-- Aufgabenstellung --
Setzen Sie den Textauszug über die Flucht aus der Ukraine im Anschluss an seinen letzten Satz fort.

-- Textauszug --

=-=-=

Krieg in der Ukraine geht weiter – UN meldet weit mehr als 100.000 Flüchtlinge

Zehntausende Menschen fliehen wegen der russischen Invasion in die Ukraine. Das UNHCR schätzt, dass etwa 100.000 die Ukraine verlassen haben. Der Großteil seien aber Binnenflüchtlinge.
Frauen aus der Ukraine warten am Bahnhof von Przemysl in Polen auf ihren Weitertransport.
Frauen aus der Ukraine warten am Bahnhof von Przemysl in Polen auf ihren Weitertransport.Foto: Michael Kappeler/dpa
Epoch Times26. Februar 2022

Wegen des russischen Angriffs auf die Ukraine sind nach Schätzungen des UN-Flüchtlingshilfswerks (UNHCR) bisher weit mehr als 100.000 Menschen in Nachbarländer geflüchtet.

Allein nach Polen seien an den ersten beiden Tagen der Invasion etwa 75.000 Menschen geflüchtet, sagte der deutsche UNHCR-Sprecher Chris Melzer der Deutschen Presse-Agentur. Russland hatte die Ukraine am Donnerstagmorgen angegriffen.

=-=-=

[Aus einer Sammlung extrahierte Daten]
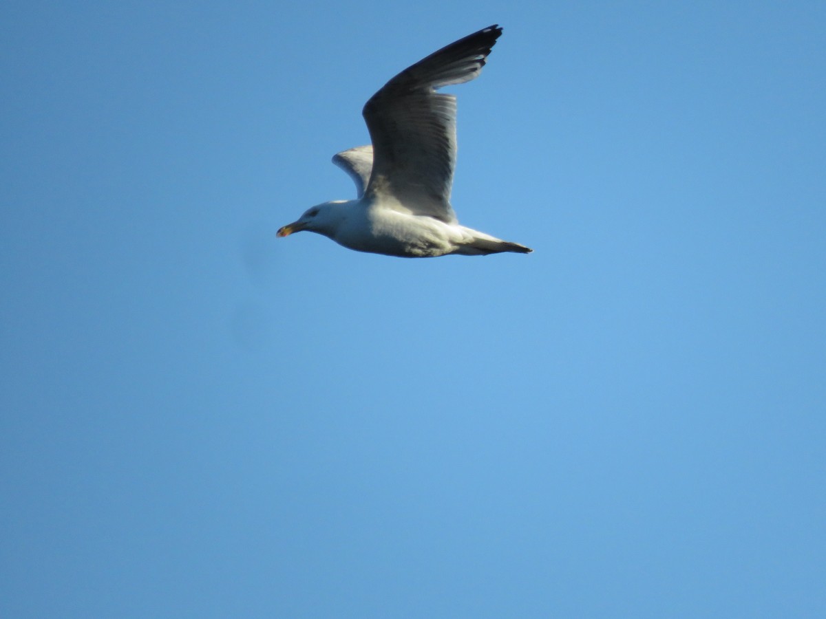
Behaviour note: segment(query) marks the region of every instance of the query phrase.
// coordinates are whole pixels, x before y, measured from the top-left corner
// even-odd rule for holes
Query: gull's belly
[[[358,252],[404,258],[442,256],[454,248],[449,227],[431,217],[392,210],[353,214],[335,240]]]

=-=-=

-- Lösung --
An der polnisch-ukrainischen Grenze beim Örtchen Dorohusk hätten einige Menschen erzählt, dass sie seit einem Tag in der Schlange stünden. Sie seien zwar ängstlich und verzweifelt, aber auch optimistisch, da sie die Grenze erreicht haben, sagte Melzer. Viele hätten angekündigt, sie wollten wieder zurück in ihre Heimat, sobald die Situation dies zulasse.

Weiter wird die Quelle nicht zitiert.